GIVEN PROBLEM 1 » List every line of the listing below that contains the string "shorts", copying each line in full.

SOURCE PASSAGE »
Theme I: Responsive Expectations and Response to Implementation of Practices
Theme I, responsive expectations and response to implementation of practices, is
centered on the expectations of the co-teaching partners as it relates to their roles and
responsibilities which influence their teaching practices. While each participant felt he/she had
specific roles and responsibilities in their inclusion classrooms, two of the partnerships agreed
that their roles and responsibilities and the roles and responsibilities of their partner met their
expectations and their practices were easily negotiated. The other two co-teaching partnerships
could not find a balance in their actual roles and responsibilities thus their expectations were not
shared causing a disconnected in their relationship and/or difficulties in their practices.
Shared expectations: Amanda, Charles and Jessica, and Barbara and Mary
Amanda Charles and Jessica, and Barbara and Mary viewed and expressed that they felt
equal in their co-teaching partnerships. Their roles and responsibility differed however, the
partners shared expectations of how a co-teaching partnership should work and the expectations
they had of their partners in terms of roles and responsibilities were being met. Thus, their
practices were easily negotiated and their partnership seemed functional and positive.

GIVEN PROBLEM 2 » Name each co-teaching participant mentioned in the passage on co-teaching expectations.

Records excerpted from a collection:
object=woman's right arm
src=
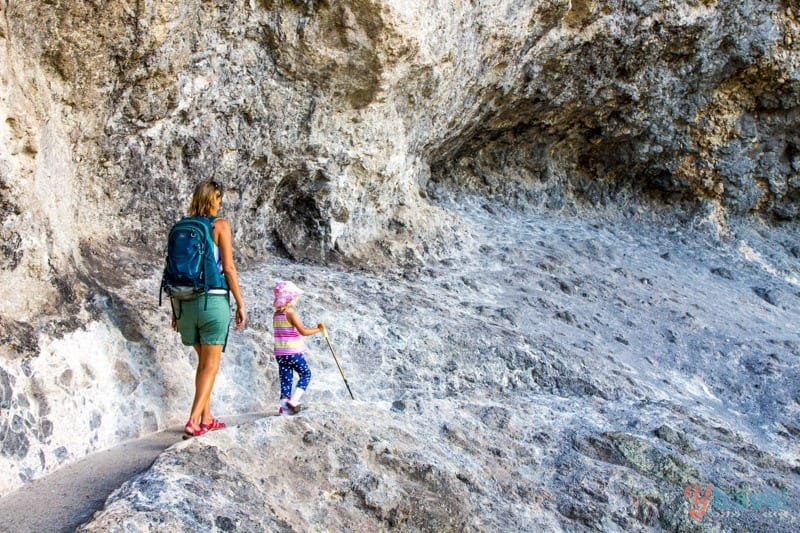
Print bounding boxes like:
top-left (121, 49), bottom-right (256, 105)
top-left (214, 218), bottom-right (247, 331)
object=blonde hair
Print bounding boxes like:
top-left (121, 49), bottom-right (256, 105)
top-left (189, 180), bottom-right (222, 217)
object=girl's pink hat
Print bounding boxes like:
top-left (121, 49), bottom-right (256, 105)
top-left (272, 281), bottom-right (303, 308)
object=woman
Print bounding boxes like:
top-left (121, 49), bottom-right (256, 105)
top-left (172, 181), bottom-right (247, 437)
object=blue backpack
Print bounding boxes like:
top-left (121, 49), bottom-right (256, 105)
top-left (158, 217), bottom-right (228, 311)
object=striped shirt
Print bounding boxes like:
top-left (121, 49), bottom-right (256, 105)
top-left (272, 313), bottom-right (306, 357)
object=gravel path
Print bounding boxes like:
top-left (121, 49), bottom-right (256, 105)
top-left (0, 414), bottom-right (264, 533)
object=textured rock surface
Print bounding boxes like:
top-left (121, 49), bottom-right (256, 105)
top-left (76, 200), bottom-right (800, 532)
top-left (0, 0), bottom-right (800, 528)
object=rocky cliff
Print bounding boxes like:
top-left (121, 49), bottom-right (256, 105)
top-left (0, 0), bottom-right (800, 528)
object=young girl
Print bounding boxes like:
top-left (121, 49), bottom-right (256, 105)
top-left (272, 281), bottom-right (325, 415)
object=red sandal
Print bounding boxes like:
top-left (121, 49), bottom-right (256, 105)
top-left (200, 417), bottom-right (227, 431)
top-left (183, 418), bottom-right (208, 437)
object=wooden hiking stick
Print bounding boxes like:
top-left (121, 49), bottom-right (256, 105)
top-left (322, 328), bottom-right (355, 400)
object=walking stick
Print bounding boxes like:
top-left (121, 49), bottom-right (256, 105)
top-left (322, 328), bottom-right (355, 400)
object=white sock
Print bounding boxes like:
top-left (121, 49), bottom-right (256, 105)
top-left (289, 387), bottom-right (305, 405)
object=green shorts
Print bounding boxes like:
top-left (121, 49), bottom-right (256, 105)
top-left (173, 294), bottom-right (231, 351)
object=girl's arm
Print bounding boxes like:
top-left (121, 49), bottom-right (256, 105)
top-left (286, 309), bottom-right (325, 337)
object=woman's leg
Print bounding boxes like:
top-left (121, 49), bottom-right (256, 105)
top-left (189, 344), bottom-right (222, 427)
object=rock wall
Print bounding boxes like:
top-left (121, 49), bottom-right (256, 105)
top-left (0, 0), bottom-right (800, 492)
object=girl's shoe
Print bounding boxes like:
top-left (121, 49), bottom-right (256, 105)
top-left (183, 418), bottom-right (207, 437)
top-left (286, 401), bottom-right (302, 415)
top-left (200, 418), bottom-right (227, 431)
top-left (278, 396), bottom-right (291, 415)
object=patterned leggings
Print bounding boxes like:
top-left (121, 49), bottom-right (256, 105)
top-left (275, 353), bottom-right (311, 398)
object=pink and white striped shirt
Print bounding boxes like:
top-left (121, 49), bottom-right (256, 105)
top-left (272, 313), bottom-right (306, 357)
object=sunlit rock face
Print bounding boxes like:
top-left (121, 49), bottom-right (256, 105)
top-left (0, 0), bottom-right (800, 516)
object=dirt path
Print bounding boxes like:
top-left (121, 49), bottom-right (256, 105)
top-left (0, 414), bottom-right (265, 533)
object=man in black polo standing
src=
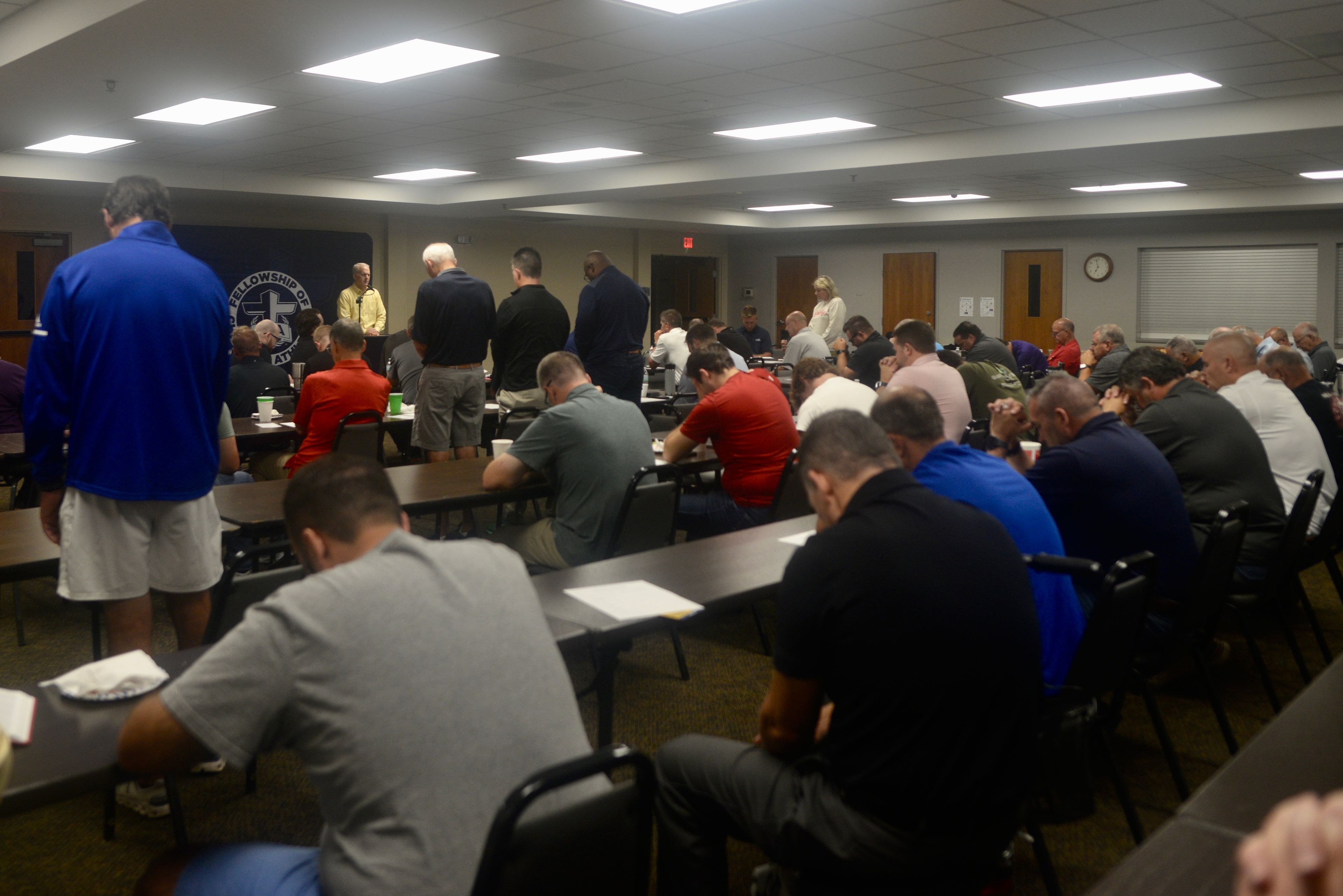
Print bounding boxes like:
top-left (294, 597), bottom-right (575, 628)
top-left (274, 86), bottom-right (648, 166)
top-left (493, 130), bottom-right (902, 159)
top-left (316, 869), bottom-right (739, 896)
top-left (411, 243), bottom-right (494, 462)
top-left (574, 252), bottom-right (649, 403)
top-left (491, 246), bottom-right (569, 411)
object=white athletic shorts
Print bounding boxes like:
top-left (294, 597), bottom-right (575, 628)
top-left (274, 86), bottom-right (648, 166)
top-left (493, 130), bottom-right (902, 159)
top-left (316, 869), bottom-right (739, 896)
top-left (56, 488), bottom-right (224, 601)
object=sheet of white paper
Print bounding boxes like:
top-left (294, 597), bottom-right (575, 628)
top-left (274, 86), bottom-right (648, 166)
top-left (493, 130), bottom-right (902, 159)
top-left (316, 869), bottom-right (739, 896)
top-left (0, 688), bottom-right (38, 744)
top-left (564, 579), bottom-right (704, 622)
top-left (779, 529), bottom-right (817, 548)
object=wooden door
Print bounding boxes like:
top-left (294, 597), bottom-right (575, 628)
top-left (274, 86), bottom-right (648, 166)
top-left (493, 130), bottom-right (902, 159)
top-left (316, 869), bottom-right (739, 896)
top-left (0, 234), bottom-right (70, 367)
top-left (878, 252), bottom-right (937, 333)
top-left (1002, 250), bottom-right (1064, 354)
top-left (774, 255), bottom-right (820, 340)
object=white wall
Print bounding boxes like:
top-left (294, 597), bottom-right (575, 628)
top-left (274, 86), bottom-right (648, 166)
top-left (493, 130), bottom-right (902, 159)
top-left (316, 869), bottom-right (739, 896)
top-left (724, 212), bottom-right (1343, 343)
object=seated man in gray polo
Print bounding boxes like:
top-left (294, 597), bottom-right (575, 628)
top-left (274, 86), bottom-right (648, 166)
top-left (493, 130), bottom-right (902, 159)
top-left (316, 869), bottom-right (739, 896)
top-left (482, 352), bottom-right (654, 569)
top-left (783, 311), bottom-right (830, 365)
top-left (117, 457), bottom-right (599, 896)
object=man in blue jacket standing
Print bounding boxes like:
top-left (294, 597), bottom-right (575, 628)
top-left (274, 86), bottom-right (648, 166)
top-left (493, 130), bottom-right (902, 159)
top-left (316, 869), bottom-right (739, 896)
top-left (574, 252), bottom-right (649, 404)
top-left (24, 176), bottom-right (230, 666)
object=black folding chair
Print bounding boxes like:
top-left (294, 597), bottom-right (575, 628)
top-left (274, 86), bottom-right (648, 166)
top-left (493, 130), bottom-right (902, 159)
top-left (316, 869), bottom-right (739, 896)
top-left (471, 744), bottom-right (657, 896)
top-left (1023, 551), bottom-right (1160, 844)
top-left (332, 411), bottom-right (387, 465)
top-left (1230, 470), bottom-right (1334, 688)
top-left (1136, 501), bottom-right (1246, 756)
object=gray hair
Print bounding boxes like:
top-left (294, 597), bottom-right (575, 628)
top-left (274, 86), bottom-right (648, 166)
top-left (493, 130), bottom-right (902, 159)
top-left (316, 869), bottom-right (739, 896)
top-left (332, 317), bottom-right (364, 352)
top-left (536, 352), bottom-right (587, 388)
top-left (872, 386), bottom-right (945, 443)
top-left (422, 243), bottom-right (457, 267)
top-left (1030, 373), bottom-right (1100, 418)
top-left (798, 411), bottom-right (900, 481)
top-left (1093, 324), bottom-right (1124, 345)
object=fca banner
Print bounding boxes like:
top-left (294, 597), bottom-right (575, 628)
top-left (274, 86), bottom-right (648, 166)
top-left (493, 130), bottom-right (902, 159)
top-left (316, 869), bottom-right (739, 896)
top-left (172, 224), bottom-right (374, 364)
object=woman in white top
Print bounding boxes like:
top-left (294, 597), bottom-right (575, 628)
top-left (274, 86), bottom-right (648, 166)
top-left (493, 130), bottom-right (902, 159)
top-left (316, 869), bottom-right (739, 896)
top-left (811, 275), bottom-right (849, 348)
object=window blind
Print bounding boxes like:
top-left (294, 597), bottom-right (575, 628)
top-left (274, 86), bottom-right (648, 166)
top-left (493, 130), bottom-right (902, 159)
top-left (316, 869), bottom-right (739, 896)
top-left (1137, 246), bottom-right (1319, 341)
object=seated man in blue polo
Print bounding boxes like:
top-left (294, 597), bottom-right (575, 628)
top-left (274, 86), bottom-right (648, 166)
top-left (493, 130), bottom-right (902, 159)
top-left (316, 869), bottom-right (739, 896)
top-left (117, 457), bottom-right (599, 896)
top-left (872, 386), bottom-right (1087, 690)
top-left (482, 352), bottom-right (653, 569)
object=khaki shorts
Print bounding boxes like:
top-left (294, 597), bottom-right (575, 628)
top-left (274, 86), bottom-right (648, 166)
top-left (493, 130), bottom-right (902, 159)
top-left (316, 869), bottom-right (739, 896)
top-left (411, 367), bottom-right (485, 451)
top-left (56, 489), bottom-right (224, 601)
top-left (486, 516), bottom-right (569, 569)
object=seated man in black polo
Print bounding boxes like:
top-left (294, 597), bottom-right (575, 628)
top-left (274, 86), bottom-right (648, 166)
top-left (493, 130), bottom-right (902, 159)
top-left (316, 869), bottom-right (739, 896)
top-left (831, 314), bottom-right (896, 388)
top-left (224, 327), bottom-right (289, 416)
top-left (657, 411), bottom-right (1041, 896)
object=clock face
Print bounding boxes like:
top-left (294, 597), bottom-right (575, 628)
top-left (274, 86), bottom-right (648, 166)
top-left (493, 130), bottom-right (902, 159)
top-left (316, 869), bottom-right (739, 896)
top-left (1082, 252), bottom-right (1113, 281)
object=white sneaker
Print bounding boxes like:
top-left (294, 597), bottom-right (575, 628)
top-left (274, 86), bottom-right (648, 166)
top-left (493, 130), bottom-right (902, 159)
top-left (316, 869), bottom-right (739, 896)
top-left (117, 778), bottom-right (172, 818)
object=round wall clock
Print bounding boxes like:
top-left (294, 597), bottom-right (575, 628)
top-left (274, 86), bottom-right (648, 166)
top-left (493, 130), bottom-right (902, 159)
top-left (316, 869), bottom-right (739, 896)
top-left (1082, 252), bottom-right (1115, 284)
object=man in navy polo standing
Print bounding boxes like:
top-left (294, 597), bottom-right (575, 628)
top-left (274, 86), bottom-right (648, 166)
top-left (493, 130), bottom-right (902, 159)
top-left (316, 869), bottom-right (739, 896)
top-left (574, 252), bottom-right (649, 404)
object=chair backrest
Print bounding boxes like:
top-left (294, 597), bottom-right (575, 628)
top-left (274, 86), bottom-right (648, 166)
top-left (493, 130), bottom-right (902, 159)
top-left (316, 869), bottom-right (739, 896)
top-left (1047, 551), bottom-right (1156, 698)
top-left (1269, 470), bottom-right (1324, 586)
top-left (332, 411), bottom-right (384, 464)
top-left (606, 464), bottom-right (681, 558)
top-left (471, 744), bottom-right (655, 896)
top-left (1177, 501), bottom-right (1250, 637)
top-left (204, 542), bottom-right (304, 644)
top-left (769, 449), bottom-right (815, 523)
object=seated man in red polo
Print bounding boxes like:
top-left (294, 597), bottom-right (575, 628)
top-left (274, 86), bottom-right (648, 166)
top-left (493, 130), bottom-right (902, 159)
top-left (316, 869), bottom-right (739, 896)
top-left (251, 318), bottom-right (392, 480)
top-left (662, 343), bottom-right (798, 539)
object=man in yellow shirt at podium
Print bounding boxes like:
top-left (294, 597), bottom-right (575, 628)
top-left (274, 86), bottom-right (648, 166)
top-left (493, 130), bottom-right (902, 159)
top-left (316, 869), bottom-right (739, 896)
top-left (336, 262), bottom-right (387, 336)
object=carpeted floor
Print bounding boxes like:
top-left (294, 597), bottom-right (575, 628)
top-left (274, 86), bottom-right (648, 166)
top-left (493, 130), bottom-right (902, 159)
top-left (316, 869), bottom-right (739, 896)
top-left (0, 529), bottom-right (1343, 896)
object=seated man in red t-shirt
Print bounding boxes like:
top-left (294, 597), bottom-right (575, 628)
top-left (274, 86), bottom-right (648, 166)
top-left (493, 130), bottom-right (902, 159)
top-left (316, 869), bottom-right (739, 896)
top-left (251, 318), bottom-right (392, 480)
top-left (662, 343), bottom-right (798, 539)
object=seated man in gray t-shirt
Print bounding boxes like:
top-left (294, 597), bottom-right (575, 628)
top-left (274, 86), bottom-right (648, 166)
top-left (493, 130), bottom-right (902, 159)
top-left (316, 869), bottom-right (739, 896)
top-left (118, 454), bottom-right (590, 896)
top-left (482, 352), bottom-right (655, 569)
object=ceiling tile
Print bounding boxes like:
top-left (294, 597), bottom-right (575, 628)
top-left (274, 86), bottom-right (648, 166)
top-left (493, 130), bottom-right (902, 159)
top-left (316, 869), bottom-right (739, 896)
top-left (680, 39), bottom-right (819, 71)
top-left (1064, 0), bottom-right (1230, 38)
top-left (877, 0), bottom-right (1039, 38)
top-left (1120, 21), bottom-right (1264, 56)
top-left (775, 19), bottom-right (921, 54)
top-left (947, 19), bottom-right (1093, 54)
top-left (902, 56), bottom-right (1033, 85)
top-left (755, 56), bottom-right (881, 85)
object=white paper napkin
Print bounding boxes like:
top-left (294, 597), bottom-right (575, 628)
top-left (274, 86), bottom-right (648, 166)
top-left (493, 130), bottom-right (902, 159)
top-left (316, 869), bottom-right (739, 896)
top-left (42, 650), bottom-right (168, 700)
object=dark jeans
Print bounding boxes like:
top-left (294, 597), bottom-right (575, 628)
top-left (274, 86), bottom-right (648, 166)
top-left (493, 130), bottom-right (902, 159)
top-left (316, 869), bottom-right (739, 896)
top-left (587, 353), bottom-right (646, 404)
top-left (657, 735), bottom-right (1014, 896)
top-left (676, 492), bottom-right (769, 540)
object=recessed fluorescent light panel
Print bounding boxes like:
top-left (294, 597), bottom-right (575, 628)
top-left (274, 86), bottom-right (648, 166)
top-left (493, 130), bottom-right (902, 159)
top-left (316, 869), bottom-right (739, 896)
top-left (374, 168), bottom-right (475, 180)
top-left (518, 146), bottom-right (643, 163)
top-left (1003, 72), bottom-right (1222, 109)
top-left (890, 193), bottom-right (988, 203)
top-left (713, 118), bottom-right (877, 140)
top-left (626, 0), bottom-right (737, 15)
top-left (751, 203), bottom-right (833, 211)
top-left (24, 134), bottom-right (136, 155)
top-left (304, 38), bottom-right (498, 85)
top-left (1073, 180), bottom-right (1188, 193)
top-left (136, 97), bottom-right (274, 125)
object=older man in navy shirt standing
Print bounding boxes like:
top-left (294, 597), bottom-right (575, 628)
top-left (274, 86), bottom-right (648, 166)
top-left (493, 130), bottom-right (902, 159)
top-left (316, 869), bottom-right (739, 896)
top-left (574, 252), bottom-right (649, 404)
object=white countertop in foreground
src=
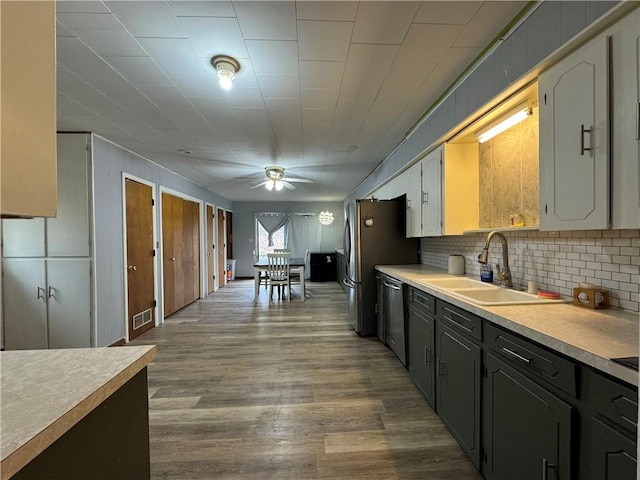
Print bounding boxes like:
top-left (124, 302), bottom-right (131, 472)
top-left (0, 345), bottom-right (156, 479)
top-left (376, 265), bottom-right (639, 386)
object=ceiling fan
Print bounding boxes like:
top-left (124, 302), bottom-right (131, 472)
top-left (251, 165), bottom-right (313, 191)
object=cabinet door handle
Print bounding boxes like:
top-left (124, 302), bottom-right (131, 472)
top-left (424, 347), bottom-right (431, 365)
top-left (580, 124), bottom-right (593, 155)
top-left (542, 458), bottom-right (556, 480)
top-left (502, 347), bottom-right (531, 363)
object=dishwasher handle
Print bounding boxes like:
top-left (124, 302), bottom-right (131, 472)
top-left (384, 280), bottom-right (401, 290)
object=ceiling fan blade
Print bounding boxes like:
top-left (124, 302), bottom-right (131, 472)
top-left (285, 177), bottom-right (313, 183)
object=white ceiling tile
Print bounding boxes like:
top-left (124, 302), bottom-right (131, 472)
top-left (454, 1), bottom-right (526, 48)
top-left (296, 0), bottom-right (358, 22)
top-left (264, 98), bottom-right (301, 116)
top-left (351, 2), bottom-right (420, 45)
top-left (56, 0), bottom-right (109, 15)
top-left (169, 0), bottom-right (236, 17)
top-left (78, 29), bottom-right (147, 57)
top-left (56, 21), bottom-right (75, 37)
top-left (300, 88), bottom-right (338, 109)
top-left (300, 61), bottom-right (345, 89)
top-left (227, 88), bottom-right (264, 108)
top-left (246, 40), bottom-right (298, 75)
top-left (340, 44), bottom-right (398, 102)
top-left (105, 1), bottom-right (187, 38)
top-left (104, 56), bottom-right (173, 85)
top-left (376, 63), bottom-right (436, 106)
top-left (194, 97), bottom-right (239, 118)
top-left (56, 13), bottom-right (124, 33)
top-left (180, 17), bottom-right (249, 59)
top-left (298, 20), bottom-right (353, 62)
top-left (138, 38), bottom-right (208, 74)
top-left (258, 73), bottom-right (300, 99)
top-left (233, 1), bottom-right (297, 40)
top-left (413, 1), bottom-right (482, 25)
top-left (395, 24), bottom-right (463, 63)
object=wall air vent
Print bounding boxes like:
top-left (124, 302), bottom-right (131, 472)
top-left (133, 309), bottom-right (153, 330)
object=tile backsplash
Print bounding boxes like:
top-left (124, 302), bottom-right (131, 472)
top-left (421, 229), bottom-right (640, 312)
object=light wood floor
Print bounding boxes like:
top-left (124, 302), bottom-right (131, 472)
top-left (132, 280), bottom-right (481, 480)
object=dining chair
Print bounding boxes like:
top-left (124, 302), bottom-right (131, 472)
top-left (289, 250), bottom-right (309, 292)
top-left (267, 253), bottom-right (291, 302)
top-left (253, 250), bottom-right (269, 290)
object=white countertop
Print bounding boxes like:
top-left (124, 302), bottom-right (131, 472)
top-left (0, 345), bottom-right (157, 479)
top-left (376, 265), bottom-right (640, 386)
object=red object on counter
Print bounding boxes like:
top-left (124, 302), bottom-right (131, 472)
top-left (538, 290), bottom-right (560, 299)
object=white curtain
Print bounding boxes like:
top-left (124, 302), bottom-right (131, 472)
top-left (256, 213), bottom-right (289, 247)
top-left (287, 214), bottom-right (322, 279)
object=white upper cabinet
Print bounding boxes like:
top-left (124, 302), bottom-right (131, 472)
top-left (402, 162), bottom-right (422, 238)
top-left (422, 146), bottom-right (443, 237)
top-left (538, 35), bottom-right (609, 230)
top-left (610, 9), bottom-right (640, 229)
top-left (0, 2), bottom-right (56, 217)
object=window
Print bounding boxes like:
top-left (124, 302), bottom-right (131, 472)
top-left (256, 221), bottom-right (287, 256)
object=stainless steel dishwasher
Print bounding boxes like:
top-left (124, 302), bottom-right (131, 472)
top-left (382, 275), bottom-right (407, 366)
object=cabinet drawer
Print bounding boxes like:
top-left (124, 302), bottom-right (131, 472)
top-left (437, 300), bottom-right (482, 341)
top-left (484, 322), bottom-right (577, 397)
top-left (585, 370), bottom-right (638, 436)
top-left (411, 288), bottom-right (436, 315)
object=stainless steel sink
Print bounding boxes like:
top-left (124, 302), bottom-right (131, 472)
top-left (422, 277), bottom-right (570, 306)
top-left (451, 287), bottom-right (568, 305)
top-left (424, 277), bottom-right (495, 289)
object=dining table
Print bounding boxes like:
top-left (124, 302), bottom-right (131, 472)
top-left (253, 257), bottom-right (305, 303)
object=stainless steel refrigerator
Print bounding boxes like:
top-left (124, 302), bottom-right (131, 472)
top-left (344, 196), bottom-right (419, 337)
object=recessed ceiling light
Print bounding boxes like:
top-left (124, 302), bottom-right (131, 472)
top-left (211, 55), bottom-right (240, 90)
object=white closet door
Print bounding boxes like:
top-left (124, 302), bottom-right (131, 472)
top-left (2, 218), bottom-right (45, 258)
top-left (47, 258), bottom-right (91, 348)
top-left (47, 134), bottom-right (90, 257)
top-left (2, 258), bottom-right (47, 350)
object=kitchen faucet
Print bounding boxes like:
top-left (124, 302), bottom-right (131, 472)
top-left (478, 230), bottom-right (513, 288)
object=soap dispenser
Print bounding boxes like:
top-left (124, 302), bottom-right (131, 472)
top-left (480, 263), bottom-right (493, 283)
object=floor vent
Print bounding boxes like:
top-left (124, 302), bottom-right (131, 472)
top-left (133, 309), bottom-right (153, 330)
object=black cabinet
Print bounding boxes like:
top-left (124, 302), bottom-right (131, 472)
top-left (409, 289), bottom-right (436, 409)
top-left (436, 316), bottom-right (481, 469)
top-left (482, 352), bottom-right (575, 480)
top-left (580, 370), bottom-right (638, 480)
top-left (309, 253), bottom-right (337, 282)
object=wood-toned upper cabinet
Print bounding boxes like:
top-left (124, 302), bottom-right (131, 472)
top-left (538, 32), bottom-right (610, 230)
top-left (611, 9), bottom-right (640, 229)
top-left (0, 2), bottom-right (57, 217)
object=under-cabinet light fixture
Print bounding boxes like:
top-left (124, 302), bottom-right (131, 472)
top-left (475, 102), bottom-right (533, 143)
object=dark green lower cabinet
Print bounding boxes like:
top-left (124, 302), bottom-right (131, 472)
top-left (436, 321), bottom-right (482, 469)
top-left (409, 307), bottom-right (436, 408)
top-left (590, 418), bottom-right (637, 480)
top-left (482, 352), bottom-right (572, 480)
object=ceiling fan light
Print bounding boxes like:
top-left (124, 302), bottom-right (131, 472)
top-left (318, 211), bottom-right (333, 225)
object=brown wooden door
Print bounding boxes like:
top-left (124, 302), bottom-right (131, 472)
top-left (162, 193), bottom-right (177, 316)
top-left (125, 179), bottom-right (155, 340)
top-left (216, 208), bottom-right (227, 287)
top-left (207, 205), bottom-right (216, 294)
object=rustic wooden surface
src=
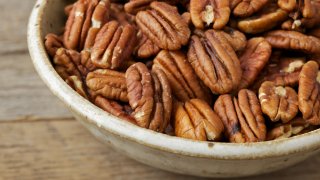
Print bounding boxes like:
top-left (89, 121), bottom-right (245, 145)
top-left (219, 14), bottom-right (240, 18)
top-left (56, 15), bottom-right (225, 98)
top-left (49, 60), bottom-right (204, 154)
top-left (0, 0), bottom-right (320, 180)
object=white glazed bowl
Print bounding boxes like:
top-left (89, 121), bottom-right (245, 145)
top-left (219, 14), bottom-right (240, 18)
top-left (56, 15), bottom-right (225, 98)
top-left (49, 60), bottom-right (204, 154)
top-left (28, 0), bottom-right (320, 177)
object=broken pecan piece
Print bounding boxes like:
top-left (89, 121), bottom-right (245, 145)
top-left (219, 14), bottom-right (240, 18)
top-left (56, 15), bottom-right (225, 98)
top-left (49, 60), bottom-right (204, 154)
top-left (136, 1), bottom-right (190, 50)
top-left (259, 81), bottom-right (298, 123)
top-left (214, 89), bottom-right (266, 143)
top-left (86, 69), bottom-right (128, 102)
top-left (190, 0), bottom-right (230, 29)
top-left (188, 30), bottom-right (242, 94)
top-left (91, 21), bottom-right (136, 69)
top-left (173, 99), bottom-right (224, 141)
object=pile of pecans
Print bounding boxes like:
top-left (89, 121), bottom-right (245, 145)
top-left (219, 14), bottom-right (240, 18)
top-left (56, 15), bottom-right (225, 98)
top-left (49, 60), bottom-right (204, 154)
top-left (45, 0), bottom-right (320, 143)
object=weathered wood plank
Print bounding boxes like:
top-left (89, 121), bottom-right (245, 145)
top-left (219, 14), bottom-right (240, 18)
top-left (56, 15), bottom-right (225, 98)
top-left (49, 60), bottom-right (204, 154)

RIGHT ANSWER 1 »
object=green shorts
object=white athletic shorts
object=khaki shorts

RIGHT ANSWER 2 » Amanda, Charles, Jessica, Barbara, Mary